Required task 1.
Translate this sentence from the message on testing cinder policies into French: "The question now is how we test those changes."
══ Document
[dev][cinder][keystone] Properly consuming system-scope in cinder

Gorka Eguileor geguileo at redhat.com
Mon Feb 1 12:57:17 UTC 2021


On 29/01, Ghanshyam Mann wrote:
>  ---- On Fri, 29 Jan 2021 11:23:47 -0600 Gorka Eguileor <geguileo at redhat.com> wrote ----
>  > On 28/01, Lance Bragstad wrote:
>  > > Hey folks,
>  > >
>  > > As I'm sure some of the cinder folks are aware, I'm updating cinder
>  > > policies to include support for some default personas keystone ships with.
>  > > Some of those personas use system-scope (e.g., system-reader and
>  > > system-admin) and I've already proposed a series of patches that describe
>  > > what those changes look like from a policy perspective [0].
>  > >
>  > > The question now is how we test those changes. To help guide that decision,
>  > > I worked on three different testing approaches. The first was to continue
>  > > testing policy using unit tests in cinder with mocked context objects. The
>  > > second was to use DDT with keystonemiddleware mocked to remove a dependency
>  > > on keystone. The third also used DDT, but included changes to update
>  > > NoAuthMiddleware so that it wasn't as opinionated about authentication or
>  > > authorization. I brought each approach in the cinder meeting this week
>  > > where we discussed a fourth approach, doing everything in tempest. I
>  > > summarized all of this in an etherpad [1]
>  > >
>  > > Up to yesterday morning, the only approach I hadn't tinkered with manually
>  > > was tempest. I spent some time today figuring that out, resulting in a
>  > > patch to cinderlib [2] to enable a protection test job, and
>  > > cinder_tempest_plugin [3] that adds the plumbing and some example tests.
════
══ Material for the task
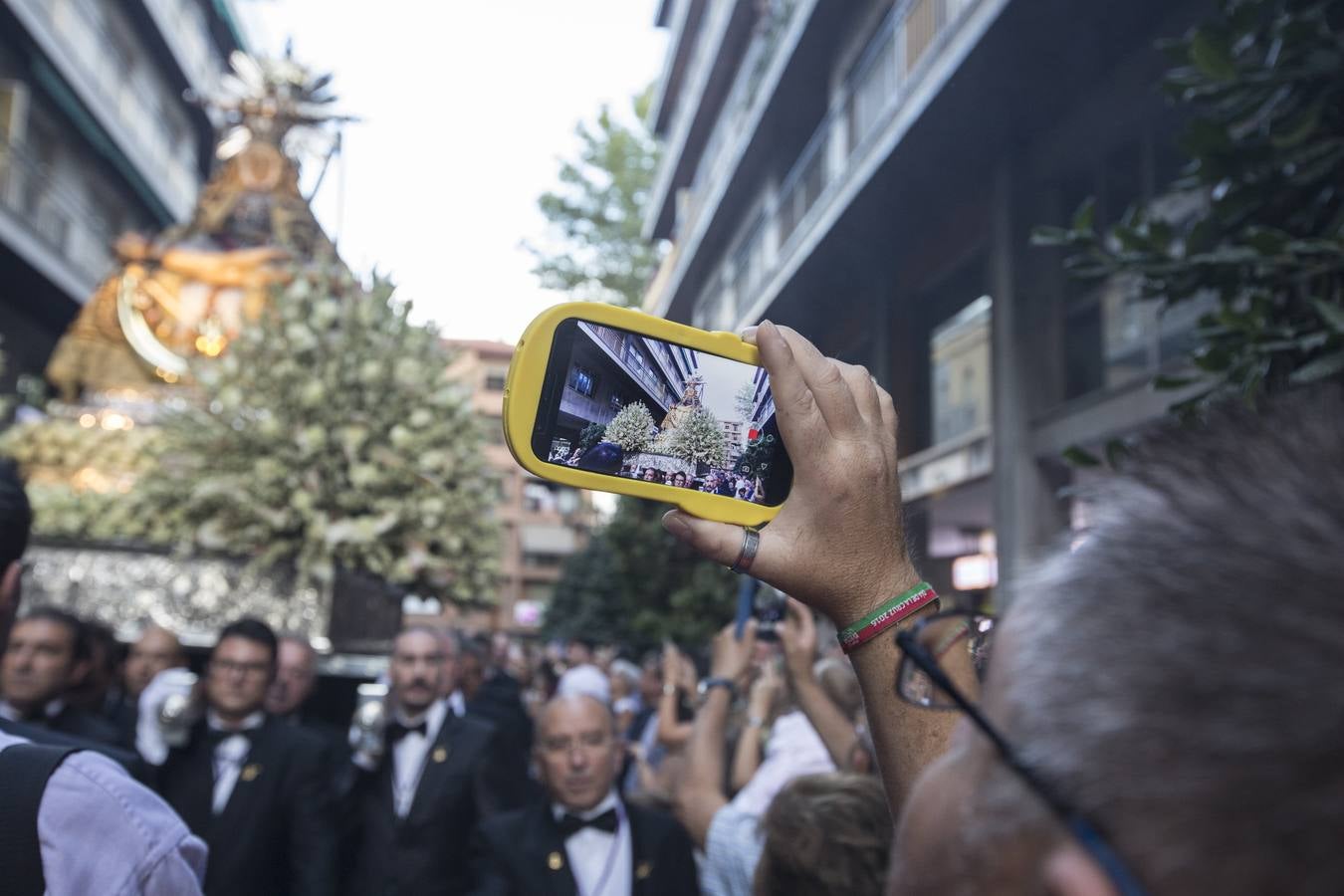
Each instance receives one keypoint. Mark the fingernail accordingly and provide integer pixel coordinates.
════
══ Material for the task
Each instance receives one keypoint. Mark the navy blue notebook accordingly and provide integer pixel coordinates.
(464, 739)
════
══ Material for the task
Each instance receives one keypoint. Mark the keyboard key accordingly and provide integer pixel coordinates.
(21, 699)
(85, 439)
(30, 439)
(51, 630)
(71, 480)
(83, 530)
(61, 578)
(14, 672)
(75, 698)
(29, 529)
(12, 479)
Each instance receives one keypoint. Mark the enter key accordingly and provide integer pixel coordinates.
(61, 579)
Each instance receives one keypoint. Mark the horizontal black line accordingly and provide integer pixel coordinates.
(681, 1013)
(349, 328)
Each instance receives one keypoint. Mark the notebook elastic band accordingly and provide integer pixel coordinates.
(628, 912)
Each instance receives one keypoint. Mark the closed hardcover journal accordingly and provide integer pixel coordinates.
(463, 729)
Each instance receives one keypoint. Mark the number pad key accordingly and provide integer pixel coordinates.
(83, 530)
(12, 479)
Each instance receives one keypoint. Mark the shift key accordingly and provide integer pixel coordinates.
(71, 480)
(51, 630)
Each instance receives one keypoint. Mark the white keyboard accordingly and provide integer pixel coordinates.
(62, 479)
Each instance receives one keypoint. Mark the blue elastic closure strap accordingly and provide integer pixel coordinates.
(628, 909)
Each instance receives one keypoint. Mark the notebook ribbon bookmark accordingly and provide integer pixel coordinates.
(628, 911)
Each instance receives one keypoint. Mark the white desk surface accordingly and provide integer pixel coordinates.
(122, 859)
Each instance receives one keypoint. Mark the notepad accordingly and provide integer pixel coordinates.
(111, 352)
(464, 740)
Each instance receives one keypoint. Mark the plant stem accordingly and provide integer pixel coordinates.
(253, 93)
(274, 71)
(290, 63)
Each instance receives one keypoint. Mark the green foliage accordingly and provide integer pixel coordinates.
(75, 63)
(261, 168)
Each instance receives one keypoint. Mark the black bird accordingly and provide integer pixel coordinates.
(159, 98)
════
Required task 2.
Report how many lines of the records contain the string "white", with case counting. Give only the number.

Complete answer 1.
La question est maintenant de savoir comment nous testons ces modifications.

Complete answer 2.
2